Point-per-instance localization data:
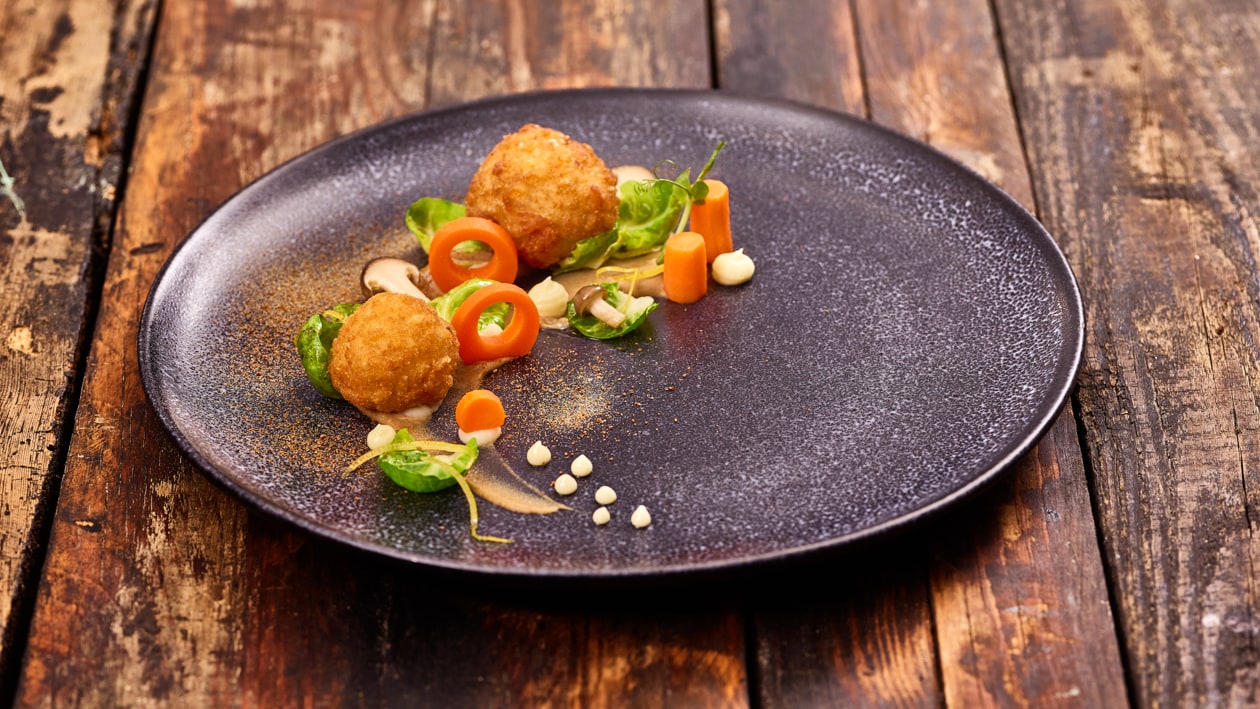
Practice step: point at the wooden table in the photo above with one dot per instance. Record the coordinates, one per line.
(1116, 563)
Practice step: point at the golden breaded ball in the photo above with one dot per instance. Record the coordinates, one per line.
(393, 353)
(547, 190)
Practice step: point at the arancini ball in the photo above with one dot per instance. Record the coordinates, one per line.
(547, 190)
(393, 353)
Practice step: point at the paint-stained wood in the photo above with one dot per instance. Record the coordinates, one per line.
(193, 601)
(66, 91)
(1142, 120)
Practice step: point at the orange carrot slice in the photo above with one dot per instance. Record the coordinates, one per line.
(712, 219)
(517, 340)
(446, 273)
(686, 267)
(480, 409)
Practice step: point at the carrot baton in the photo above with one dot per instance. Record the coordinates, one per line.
(686, 276)
(711, 218)
(480, 409)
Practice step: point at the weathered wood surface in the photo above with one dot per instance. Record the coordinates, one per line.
(1142, 117)
(189, 598)
(1129, 125)
(66, 92)
(999, 583)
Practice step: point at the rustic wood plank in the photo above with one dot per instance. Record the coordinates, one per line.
(66, 95)
(803, 51)
(161, 589)
(1019, 603)
(1140, 119)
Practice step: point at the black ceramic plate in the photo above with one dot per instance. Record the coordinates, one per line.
(909, 333)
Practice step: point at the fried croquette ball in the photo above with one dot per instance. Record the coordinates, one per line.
(393, 353)
(547, 190)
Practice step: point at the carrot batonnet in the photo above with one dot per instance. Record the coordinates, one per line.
(712, 219)
(446, 273)
(480, 409)
(517, 340)
(686, 276)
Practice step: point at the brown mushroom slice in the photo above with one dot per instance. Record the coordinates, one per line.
(391, 276)
(589, 300)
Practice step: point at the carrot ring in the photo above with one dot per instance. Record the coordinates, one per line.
(517, 340)
(446, 273)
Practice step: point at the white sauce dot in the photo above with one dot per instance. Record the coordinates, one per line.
(581, 466)
(566, 485)
(640, 518)
(732, 268)
(538, 455)
(381, 436)
(605, 495)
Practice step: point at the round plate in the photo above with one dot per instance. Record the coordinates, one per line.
(910, 331)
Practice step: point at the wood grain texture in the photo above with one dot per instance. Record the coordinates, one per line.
(66, 92)
(803, 51)
(1008, 630)
(1142, 120)
(163, 591)
(485, 49)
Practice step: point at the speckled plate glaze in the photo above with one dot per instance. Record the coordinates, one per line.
(910, 331)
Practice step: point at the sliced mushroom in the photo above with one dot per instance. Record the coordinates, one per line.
(391, 276)
(589, 300)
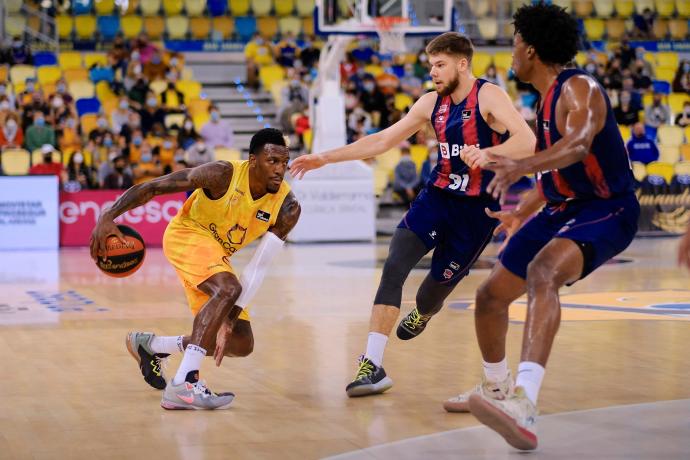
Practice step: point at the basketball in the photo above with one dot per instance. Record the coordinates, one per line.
(123, 259)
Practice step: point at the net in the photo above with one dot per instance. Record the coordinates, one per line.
(391, 31)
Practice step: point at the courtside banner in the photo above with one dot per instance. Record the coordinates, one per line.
(79, 213)
(28, 212)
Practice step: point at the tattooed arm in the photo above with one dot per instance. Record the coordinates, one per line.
(214, 178)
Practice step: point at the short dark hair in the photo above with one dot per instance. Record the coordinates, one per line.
(550, 30)
(263, 137)
(452, 43)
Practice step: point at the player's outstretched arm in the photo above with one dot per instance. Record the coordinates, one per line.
(374, 144)
(213, 177)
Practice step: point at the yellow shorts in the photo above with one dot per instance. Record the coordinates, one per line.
(196, 257)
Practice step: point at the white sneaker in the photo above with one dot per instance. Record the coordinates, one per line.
(514, 418)
(495, 390)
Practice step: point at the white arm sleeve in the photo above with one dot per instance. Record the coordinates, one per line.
(253, 274)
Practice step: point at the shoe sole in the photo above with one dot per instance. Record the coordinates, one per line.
(502, 424)
(365, 390)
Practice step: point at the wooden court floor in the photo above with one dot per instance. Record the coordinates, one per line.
(69, 389)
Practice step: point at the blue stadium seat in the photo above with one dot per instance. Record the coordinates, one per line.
(108, 26)
(245, 26)
(88, 105)
(42, 58)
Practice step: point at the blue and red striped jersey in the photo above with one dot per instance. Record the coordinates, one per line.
(604, 173)
(457, 125)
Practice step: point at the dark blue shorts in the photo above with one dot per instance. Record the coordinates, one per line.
(602, 229)
(457, 227)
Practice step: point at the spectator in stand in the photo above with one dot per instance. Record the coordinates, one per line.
(187, 135)
(681, 83)
(120, 178)
(11, 134)
(48, 167)
(199, 153)
(257, 53)
(217, 132)
(658, 113)
(626, 113)
(39, 133)
(79, 176)
(405, 178)
(640, 147)
(683, 118)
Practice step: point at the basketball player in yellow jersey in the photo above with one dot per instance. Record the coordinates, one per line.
(233, 204)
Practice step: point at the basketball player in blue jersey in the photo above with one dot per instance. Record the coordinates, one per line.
(448, 215)
(589, 214)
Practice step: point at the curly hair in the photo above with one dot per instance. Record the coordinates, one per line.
(550, 30)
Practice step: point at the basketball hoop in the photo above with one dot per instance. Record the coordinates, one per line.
(391, 31)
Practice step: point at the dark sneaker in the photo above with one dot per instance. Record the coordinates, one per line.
(370, 379)
(412, 325)
(150, 363)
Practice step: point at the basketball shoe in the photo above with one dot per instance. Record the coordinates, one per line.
(150, 363)
(494, 390)
(514, 418)
(194, 396)
(370, 379)
(412, 325)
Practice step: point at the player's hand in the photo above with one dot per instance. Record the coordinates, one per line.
(222, 339)
(301, 165)
(104, 229)
(509, 223)
(684, 250)
(506, 173)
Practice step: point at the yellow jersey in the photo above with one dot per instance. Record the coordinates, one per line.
(235, 219)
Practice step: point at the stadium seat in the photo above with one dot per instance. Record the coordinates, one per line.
(245, 27)
(194, 7)
(291, 24)
(223, 27)
(131, 25)
(625, 8)
(48, 74)
(594, 28)
(19, 73)
(267, 26)
(154, 27)
(15, 24)
(150, 7)
(108, 27)
(104, 7)
(177, 27)
(199, 28)
(488, 28)
(284, 7)
(81, 89)
(603, 8)
(85, 27)
(261, 7)
(15, 162)
(91, 59)
(172, 7)
(238, 7)
(80, 7)
(227, 154)
(664, 8)
(305, 8)
(65, 26)
(670, 135)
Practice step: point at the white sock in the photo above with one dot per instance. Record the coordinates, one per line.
(191, 361)
(167, 344)
(376, 344)
(496, 372)
(529, 377)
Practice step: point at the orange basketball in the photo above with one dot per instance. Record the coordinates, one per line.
(123, 259)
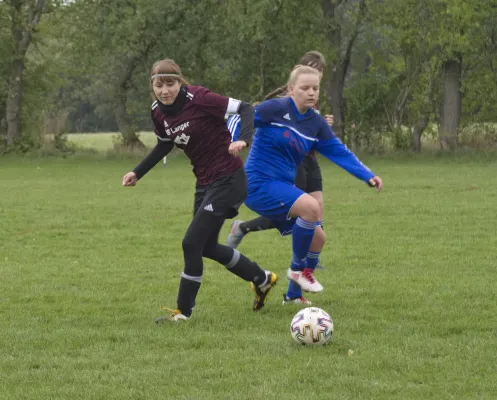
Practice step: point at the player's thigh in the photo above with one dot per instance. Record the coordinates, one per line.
(318, 196)
(305, 207)
(273, 199)
(301, 176)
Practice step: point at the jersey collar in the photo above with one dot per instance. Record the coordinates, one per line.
(298, 115)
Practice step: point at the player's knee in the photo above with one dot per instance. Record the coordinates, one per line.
(189, 245)
(311, 212)
(209, 252)
(319, 238)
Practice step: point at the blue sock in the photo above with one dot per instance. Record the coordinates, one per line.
(302, 234)
(313, 259)
(294, 290)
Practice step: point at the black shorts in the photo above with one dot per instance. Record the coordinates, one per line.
(309, 177)
(224, 196)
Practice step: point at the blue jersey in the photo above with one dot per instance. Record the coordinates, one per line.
(284, 136)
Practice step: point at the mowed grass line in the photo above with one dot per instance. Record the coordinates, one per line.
(85, 264)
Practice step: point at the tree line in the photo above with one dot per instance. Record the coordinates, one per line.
(396, 69)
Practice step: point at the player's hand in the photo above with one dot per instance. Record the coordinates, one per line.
(236, 147)
(376, 182)
(329, 119)
(129, 179)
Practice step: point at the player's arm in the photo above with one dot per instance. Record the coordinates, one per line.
(161, 149)
(333, 149)
(233, 125)
(223, 107)
(246, 129)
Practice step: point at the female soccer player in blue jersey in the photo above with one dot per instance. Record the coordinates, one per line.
(193, 119)
(288, 128)
(308, 179)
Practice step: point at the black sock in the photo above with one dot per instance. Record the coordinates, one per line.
(187, 294)
(256, 224)
(246, 269)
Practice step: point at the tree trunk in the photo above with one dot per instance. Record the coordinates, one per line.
(417, 132)
(451, 109)
(123, 119)
(124, 122)
(335, 80)
(24, 18)
(14, 100)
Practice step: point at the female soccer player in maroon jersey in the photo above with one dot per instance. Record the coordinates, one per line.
(193, 119)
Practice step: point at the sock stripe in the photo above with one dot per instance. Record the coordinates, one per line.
(192, 278)
(305, 224)
(234, 259)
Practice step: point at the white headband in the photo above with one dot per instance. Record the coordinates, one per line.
(165, 75)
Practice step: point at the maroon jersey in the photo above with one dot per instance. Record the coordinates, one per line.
(200, 130)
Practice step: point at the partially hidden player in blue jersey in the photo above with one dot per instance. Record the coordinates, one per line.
(287, 129)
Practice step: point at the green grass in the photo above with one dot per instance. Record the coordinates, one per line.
(85, 264)
(104, 141)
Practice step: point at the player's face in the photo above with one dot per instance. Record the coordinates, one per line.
(166, 91)
(305, 91)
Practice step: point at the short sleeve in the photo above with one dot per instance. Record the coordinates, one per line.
(325, 131)
(266, 111)
(217, 105)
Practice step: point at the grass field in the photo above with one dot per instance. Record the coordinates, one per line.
(85, 265)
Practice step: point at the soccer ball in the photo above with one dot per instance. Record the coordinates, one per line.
(311, 326)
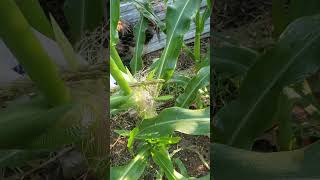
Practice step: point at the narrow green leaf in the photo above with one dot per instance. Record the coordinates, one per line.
(114, 19)
(279, 17)
(201, 80)
(145, 8)
(284, 116)
(194, 122)
(297, 164)
(293, 59)
(180, 13)
(133, 170)
(21, 123)
(36, 17)
(22, 42)
(17, 158)
(132, 135)
(139, 36)
(116, 73)
(182, 168)
(310, 7)
(180, 79)
(83, 15)
(162, 158)
(65, 45)
(233, 60)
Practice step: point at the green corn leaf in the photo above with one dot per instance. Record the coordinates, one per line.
(83, 15)
(180, 13)
(279, 17)
(145, 8)
(22, 42)
(139, 36)
(117, 75)
(293, 59)
(194, 122)
(162, 158)
(297, 164)
(133, 170)
(114, 19)
(182, 168)
(36, 17)
(124, 133)
(164, 98)
(284, 117)
(233, 60)
(180, 79)
(16, 157)
(206, 14)
(117, 101)
(311, 7)
(132, 135)
(65, 45)
(201, 80)
(22, 123)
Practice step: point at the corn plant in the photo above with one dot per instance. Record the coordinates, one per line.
(154, 133)
(270, 86)
(59, 114)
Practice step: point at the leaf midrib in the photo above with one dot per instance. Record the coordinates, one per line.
(131, 165)
(264, 93)
(138, 43)
(193, 90)
(170, 40)
(201, 119)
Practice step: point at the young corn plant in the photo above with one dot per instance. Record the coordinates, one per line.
(272, 82)
(154, 132)
(60, 113)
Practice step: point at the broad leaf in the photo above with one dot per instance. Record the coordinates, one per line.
(33, 12)
(65, 45)
(114, 19)
(178, 23)
(310, 7)
(162, 158)
(298, 164)
(293, 59)
(16, 158)
(133, 170)
(193, 122)
(139, 36)
(233, 60)
(284, 117)
(83, 15)
(145, 8)
(199, 81)
(22, 123)
(180, 79)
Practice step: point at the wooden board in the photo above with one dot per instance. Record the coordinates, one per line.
(130, 14)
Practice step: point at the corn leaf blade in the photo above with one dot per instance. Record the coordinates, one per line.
(193, 122)
(139, 36)
(180, 13)
(22, 123)
(133, 170)
(293, 59)
(83, 15)
(201, 80)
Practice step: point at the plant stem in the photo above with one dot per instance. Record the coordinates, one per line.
(19, 38)
(117, 59)
(197, 39)
(116, 73)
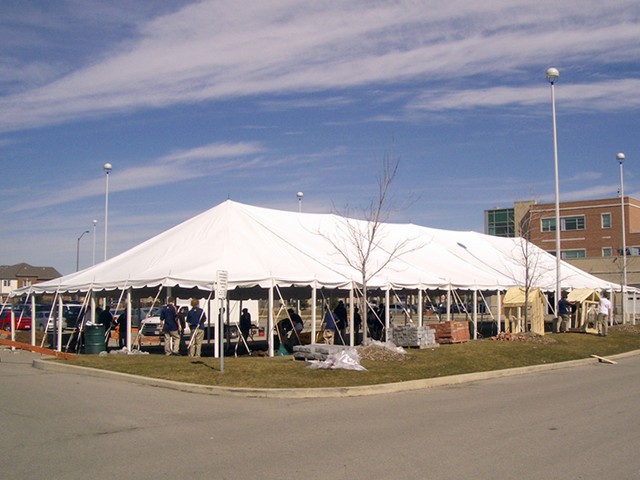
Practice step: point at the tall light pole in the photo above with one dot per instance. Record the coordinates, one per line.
(299, 195)
(552, 75)
(107, 168)
(620, 158)
(78, 249)
(95, 223)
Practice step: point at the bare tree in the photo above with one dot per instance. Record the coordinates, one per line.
(362, 240)
(528, 257)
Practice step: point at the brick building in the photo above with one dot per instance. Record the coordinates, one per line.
(590, 234)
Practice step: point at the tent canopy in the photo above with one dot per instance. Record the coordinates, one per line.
(261, 248)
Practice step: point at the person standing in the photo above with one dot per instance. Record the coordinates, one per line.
(182, 320)
(340, 314)
(245, 325)
(170, 328)
(122, 329)
(564, 314)
(106, 319)
(329, 329)
(604, 314)
(196, 320)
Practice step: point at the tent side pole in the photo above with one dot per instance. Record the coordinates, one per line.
(386, 313)
(129, 310)
(475, 314)
(612, 313)
(60, 306)
(314, 301)
(420, 309)
(33, 321)
(351, 316)
(270, 322)
(499, 313)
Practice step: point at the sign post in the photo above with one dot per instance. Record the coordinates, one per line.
(221, 295)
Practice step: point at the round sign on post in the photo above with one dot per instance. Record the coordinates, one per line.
(221, 284)
(221, 295)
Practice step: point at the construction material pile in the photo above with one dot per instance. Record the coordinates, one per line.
(414, 336)
(626, 328)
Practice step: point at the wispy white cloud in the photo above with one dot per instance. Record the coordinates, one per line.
(218, 50)
(171, 168)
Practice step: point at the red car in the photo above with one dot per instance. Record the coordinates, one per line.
(23, 323)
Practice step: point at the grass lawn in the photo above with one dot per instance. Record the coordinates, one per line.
(284, 372)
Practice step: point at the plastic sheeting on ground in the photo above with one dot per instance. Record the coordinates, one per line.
(347, 359)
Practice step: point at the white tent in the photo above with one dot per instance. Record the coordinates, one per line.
(262, 249)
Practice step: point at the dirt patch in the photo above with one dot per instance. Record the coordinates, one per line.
(627, 328)
(380, 354)
(524, 338)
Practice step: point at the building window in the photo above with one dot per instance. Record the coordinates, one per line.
(501, 222)
(566, 224)
(571, 254)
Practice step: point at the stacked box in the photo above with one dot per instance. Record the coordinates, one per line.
(452, 332)
(414, 336)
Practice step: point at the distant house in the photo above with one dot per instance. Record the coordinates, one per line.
(23, 275)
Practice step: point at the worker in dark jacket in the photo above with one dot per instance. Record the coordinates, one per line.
(170, 328)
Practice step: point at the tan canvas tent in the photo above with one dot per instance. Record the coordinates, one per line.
(586, 301)
(514, 310)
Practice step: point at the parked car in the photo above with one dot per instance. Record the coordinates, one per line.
(47, 320)
(22, 322)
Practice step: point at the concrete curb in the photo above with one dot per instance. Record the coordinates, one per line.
(331, 392)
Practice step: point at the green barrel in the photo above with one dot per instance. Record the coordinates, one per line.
(94, 339)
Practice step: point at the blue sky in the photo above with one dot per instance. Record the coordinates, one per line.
(197, 102)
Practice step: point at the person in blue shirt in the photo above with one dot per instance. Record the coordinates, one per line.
(170, 328)
(329, 328)
(196, 319)
(564, 314)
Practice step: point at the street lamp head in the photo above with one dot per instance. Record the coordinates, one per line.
(552, 75)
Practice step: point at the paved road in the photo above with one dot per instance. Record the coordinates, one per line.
(575, 423)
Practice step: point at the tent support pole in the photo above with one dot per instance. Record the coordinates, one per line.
(475, 314)
(93, 308)
(33, 321)
(314, 307)
(270, 322)
(499, 312)
(60, 306)
(351, 316)
(129, 310)
(386, 313)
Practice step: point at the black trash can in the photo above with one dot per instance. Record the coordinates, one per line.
(94, 339)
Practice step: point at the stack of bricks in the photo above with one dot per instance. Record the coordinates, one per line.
(452, 332)
(414, 336)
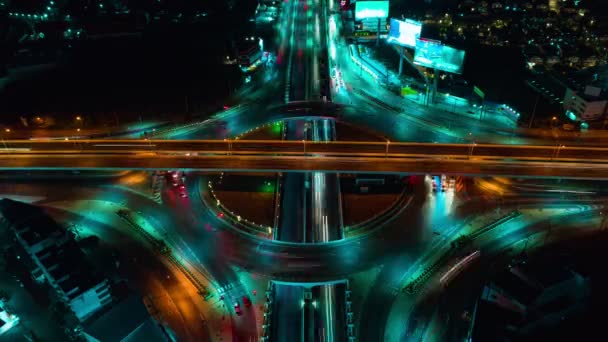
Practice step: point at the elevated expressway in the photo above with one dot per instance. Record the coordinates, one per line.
(343, 156)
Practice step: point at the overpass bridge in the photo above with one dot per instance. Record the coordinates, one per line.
(278, 156)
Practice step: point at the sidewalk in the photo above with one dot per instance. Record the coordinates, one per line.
(93, 213)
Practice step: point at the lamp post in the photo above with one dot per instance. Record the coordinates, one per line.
(7, 130)
(229, 146)
(557, 150)
(473, 144)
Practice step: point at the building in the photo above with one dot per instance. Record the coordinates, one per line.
(7, 320)
(586, 97)
(249, 53)
(52, 256)
(127, 320)
(587, 105)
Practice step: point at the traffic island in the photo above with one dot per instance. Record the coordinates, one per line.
(237, 192)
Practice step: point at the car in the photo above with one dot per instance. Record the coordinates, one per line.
(246, 301)
(183, 193)
(237, 309)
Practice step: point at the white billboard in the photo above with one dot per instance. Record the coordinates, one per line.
(371, 9)
(404, 33)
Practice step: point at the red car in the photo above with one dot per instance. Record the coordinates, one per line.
(237, 309)
(246, 301)
(182, 191)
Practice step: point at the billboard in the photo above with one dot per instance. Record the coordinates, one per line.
(371, 9)
(404, 33)
(433, 54)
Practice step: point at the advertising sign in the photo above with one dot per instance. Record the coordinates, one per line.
(433, 54)
(404, 33)
(371, 9)
(479, 92)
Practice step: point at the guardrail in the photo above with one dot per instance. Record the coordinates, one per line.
(350, 321)
(462, 240)
(162, 249)
(266, 325)
(395, 208)
(467, 238)
(242, 223)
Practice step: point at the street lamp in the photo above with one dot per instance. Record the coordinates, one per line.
(7, 130)
(556, 153)
(229, 146)
(471, 149)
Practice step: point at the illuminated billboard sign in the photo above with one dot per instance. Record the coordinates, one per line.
(404, 33)
(433, 54)
(371, 9)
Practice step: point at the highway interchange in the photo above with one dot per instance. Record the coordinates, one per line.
(397, 249)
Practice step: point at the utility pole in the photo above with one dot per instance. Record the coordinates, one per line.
(534, 111)
(378, 34)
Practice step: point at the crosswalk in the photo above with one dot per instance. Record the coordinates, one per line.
(157, 186)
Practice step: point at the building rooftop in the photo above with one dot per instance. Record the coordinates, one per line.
(592, 83)
(64, 260)
(128, 320)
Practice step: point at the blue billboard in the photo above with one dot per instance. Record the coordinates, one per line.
(433, 54)
(371, 9)
(404, 33)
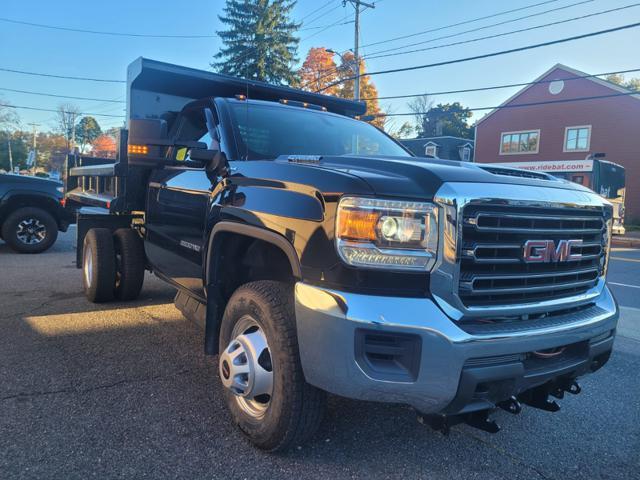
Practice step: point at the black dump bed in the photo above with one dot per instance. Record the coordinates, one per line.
(155, 89)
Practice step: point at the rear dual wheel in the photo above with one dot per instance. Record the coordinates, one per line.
(112, 265)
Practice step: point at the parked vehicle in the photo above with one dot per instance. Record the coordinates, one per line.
(31, 212)
(321, 257)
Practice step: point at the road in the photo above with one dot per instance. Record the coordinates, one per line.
(124, 391)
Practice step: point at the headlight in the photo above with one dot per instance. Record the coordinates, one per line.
(389, 234)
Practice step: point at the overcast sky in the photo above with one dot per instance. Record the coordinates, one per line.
(77, 54)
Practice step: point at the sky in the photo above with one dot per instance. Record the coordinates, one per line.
(66, 53)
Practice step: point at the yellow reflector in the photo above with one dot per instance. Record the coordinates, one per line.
(357, 225)
(138, 149)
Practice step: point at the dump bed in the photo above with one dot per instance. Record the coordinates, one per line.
(157, 90)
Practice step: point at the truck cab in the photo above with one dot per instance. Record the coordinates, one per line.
(320, 256)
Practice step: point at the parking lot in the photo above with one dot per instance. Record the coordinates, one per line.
(124, 391)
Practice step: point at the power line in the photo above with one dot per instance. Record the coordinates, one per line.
(317, 10)
(66, 77)
(496, 87)
(61, 96)
(22, 107)
(488, 55)
(465, 22)
(484, 27)
(102, 32)
(376, 53)
(519, 105)
(503, 34)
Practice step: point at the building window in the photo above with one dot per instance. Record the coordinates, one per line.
(466, 154)
(527, 141)
(577, 139)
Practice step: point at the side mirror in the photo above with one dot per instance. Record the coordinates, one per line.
(212, 160)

The task:
When you reach the line containing "Practice step: point at the overcast" in the data above, retype it and each line after it through the final one, exactly as written.

Task result:
Practice step: point at the overcast sky in the photo above with one dot per instance. Record the coordinates, one per line.
(77, 54)
Practice step: point at the sky in the photo above with one dot per instance. Record the coordinates, one per line.
(66, 53)
Practice step: point at the yellow reflector in the photo above with one dot per instance. Record the coordinates, one per line.
(357, 225)
(138, 149)
Practice step: point at the dump bed in the photo above with one dot per instance. Record the coordinates, one per line.
(157, 90)
Practice step: point at the truck cab in the photo above with one dot per instance. Record the coordinates, one per line.
(320, 256)
Practice step: point at the parking lot in the photo above with one dot per instance. Record the coordinates, one per line.
(124, 391)
Practice step: point at the power line in the photo above with one dot per instance. Record the coordinates, one per line.
(317, 10)
(66, 77)
(496, 87)
(61, 96)
(22, 107)
(488, 55)
(465, 22)
(484, 27)
(102, 32)
(376, 53)
(519, 105)
(503, 34)
Practice step: point at the building window in the photo above with one dot per instance. Record the coordinates, one per line.
(466, 154)
(527, 141)
(577, 139)
Practice step: point at the side mirror in the photo above with one dot per instance. Record the coordinates, one per line.
(212, 160)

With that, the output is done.